### STATED EXERCISE
Can you write out the whole listing below verbatim, leaving out the pictures?

### RECORDS FOR THE EXERCISE
____________________
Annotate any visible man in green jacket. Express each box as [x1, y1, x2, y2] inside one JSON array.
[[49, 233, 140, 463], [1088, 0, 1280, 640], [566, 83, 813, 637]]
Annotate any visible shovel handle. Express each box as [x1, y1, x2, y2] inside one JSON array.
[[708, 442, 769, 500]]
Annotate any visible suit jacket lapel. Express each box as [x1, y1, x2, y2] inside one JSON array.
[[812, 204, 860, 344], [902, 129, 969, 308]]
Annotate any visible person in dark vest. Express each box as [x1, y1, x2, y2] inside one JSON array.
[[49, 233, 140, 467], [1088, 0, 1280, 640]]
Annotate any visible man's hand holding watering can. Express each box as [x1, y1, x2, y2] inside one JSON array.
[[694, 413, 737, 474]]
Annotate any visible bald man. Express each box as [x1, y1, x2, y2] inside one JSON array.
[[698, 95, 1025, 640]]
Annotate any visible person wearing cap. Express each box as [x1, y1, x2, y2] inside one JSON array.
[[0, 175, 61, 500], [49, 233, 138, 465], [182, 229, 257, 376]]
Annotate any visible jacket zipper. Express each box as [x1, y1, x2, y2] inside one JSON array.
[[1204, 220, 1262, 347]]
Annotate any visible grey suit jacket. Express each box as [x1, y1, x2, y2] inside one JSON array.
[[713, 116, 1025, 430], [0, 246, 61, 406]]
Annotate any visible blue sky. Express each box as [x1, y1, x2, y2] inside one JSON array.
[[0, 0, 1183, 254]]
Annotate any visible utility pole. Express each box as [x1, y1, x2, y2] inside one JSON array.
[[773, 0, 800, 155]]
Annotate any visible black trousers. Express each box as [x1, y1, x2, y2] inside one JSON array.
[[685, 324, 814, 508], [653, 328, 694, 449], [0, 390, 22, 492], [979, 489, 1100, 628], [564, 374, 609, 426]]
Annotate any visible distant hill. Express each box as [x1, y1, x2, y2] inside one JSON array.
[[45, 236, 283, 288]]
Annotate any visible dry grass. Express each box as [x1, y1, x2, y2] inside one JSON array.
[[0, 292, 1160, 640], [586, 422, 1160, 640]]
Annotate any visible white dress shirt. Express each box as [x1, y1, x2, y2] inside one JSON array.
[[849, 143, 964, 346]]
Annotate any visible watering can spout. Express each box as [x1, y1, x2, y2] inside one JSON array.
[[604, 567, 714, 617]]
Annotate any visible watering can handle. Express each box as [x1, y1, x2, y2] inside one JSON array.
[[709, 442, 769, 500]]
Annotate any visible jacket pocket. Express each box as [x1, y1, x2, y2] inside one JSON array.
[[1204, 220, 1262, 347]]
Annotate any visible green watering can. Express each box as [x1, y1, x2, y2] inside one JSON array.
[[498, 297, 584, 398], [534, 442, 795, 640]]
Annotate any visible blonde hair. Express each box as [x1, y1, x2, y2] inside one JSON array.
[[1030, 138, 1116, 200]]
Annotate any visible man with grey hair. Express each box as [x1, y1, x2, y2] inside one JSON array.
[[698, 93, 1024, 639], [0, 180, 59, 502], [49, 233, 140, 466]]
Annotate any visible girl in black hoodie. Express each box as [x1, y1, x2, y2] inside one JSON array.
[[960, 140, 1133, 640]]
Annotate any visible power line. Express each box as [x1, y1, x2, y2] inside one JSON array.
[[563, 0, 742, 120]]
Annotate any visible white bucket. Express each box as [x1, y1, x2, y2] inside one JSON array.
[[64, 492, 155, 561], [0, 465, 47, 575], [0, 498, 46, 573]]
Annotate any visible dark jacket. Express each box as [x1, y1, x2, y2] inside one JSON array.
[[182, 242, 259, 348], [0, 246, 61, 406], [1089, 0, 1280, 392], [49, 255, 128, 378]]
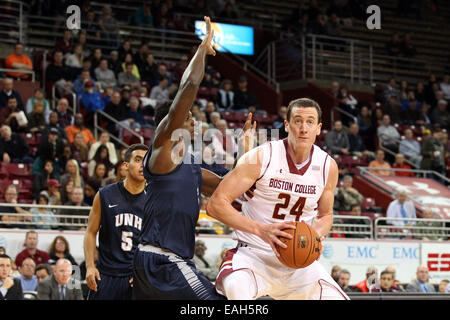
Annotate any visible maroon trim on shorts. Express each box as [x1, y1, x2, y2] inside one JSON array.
[[283, 138, 314, 176], [317, 279, 350, 300]]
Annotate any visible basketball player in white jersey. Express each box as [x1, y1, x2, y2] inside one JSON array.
[[207, 98, 348, 300]]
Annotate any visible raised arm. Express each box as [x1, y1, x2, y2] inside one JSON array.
[[206, 148, 295, 256]]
____________________
### RESULT FOR THIS EXERCISE
Annotate any visible man in green jacket. Express each box as [x1, y1, x2, y2] inside one JSON array.
[[49, 233, 140, 463], [1088, 0, 1280, 640], [566, 83, 813, 637]]
Annotate any visible shovel handle. Express each box as [x1, y1, x2, y2] inside one JSON array.
[[708, 442, 769, 500]]
Annotate any visible suit jacket lapel. Express each box as [x1, y1, x2, y2] inside one JSON array.
[[812, 204, 860, 344], [902, 129, 969, 308]]
Annotate any visible person in dark vest. Express each box as [x1, y1, x2, y2] inside one JSON array.
[[49, 233, 140, 467], [1088, 0, 1280, 640]]
Annotate any visible man's hand holding watering can. Express each box as [x1, y1, x2, y2] inside one JSON array.
[[694, 413, 737, 474]]
Annotate any visible bald man. Express each box as [x1, y1, x2, y2] inside one JSON array.
[[698, 95, 1025, 640]]
Annotate any visible person wearing cap. Express each box as [x1, y1, x2, y2] inside one JSON array.
[[0, 175, 61, 500], [49, 233, 138, 465], [182, 229, 257, 376]]
Annotate any visible jacket zipper. Express each box as [x1, y1, x2, y2] inside one JSON array.
[[1204, 220, 1262, 347]]
Annotate any visible grey suit jacket. Express each box as [x1, y1, x2, y2] inside one JSON array.
[[713, 116, 1025, 430], [0, 246, 61, 406]]
Annotate any visible blue sky. Express each box as [x1, y1, x2, y2] inside one JSON array.
[[0, 0, 1183, 254]]
Annotate any visible utility pole. Express each box as [x1, y1, x2, y2] inside one JSON array.
[[773, 0, 800, 155]]
Annotate any visible black trousers. Express each box as [x1, y1, x2, y2] inside one JSON array.
[[685, 324, 814, 508], [653, 328, 694, 449], [0, 390, 22, 492], [979, 489, 1100, 628], [564, 374, 609, 426]]
Annotate any visible distant hill. Express each box as [x1, y1, x2, y2] inside one JSON array.
[[45, 236, 283, 288]]
Annotate any visible dry grass. Express each box as [x1, y1, x2, y2] inside one JSON array.
[[0, 292, 1160, 640], [586, 422, 1160, 640]]
Annotate any visible white dress shirt. Express each box as [x1, y1, x2, y2] inside one JSON array.
[[849, 143, 964, 346]]
Annotate any visible watering can spout. Express each box as [x1, y1, x2, y2] inside one JSON array.
[[604, 567, 714, 617]]
Annotate any visible watering can handle. Express each box as [x1, y1, x2, y2] inside one JSON array.
[[709, 442, 769, 500]]
Annotate any visible jacket pocket. Express each box as [x1, y1, x2, y2] inside one JSON array.
[[1204, 220, 1262, 347]]
Annotate any visible green watering can. Express each box as [x1, y1, x2, y2] inside one JSON array.
[[498, 297, 584, 398], [534, 442, 795, 640]]
Annotate any visible blonde hair. Express each box as [x1, y1, x2, y2] inside one JSON array.
[[1030, 138, 1116, 200]]
Annotate any visible man with grey hair. Express each box as [x1, y1, x2, y2] inside one JSON array.
[[698, 93, 1024, 639], [0, 180, 59, 502], [49, 233, 140, 466]]
Annotate any visible girl in black hoodie. Express each box as [x1, y1, x2, y2] inside one JSON array.
[[960, 140, 1133, 640]]
Annotate any visible power line. Express each box as [x1, y1, x2, y2] inside one JSON array.
[[563, 0, 742, 120]]
Annotate any visible white bucket. Express each box as [x1, y1, x2, y2] inside one JSON array.
[[64, 492, 155, 561], [0, 465, 47, 575], [0, 498, 46, 573]]
Annotate any visible dark jacket. Express each box as [x1, y1, x2, y2] inside one JSON array.
[[182, 242, 259, 348], [0, 246, 61, 406], [1089, 0, 1280, 392], [49, 255, 128, 378]]
Annotate any visible maroon trim on shorts. Express each box as [x1, y1, x2, y2] inside one JSON array.
[[283, 138, 314, 176], [317, 279, 350, 300]]
Annotate any visible basketball player in white jersey. Express each box as [x1, y1, x2, y2] inside one JSON array.
[[207, 98, 348, 300]]
Annotate any visible raised arm. Express each box as [x1, y1, x2, y2] inside one JSON array.
[[206, 148, 295, 256]]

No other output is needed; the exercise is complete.